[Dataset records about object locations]
★ ★ ★ ★
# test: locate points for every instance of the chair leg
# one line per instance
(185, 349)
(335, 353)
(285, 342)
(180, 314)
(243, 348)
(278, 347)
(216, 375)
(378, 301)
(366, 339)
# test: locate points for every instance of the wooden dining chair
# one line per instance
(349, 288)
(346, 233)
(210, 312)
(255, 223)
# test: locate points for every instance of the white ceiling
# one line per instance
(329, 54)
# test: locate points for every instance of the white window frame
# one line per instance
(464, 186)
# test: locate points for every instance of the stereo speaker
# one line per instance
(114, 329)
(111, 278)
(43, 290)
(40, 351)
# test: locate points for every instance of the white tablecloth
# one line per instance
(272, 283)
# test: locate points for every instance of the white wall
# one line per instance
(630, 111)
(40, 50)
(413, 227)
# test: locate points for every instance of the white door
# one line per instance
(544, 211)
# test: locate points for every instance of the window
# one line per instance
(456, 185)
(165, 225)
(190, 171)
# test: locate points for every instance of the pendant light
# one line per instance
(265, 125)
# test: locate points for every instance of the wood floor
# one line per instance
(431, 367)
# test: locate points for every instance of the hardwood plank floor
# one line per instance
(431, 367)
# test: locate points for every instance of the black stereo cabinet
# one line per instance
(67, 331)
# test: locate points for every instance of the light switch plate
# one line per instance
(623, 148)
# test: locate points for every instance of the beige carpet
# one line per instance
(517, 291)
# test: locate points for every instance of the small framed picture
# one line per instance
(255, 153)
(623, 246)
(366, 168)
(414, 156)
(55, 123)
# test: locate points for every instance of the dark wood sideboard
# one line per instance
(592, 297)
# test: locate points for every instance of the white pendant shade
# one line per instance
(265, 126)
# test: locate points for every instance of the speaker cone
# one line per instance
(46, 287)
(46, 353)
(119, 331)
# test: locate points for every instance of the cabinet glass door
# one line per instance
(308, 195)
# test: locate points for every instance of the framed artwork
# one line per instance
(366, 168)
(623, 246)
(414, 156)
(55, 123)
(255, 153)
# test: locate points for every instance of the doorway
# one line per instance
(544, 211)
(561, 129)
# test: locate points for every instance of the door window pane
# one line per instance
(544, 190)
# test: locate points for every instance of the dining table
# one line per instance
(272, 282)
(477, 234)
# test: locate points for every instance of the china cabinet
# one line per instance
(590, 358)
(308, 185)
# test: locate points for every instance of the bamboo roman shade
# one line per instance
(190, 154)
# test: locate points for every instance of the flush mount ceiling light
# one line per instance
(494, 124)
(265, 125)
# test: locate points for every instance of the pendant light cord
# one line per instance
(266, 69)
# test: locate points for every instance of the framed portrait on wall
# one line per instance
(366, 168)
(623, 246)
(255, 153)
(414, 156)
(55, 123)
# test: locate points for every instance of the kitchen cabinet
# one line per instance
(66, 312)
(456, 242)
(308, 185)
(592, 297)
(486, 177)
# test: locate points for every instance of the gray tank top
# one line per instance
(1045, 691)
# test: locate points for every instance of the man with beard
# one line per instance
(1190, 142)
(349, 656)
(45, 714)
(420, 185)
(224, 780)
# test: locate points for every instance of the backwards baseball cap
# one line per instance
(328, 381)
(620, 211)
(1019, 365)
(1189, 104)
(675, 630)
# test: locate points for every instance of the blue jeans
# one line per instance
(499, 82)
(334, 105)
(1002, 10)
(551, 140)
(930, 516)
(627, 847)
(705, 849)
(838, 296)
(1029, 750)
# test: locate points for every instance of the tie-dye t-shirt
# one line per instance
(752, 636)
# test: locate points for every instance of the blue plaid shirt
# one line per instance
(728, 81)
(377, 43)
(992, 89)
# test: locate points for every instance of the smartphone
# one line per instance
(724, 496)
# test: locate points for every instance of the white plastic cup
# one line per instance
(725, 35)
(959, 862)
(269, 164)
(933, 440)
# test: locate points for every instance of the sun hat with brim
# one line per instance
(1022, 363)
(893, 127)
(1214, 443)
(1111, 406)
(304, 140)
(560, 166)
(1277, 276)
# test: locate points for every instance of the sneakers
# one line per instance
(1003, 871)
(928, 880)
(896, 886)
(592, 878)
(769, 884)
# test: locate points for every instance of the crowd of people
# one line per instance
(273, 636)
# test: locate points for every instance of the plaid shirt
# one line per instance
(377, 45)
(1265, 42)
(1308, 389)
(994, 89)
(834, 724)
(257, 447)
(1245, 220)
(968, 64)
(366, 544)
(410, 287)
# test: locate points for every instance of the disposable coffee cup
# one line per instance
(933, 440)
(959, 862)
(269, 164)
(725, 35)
★ ★ ★ ★
### What to produce:
What needs duplicating is the run of lines from the one containing "# test: locate points for every instance of the smartphone" through the last line of the entries above, exact and complete.

### Task output:
# test: locate points for every instance of the smartphone
# one line per instance
(724, 496)
# test: locate points for every instance of the white plastic cup
# one line per instance
(725, 35)
(959, 862)
(269, 164)
(933, 440)
# test: locate points for every instance of the sun hat with brim
# one line per instance
(1022, 363)
(893, 127)
(1214, 443)
(1111, 406)
(304, 140)
(560, 166)
(1277, 276)
# test: locate points for every instance of the sneakers
# one line per instance
(1003, 871)
(928, 880)
(896, 886)
(592, 878)
(769, 884)
# test: locate points for every instance of the crowd of people
# one line per instance
(273, 636)
# test: locate points for every instance of the plaid shirt
# one line per instance
(377, 45)
(1265, 42)
(1308, 389)
(994, 89)
(834, 724)
(257, 447)
(1245, 220)
(968, 64)
(366, 544)
(410, 287)
# test: locate points for every instance of the disposable coffee cup
# one line per instance
(933, 440)
(959, 862)
(269, 164)
(725, 35)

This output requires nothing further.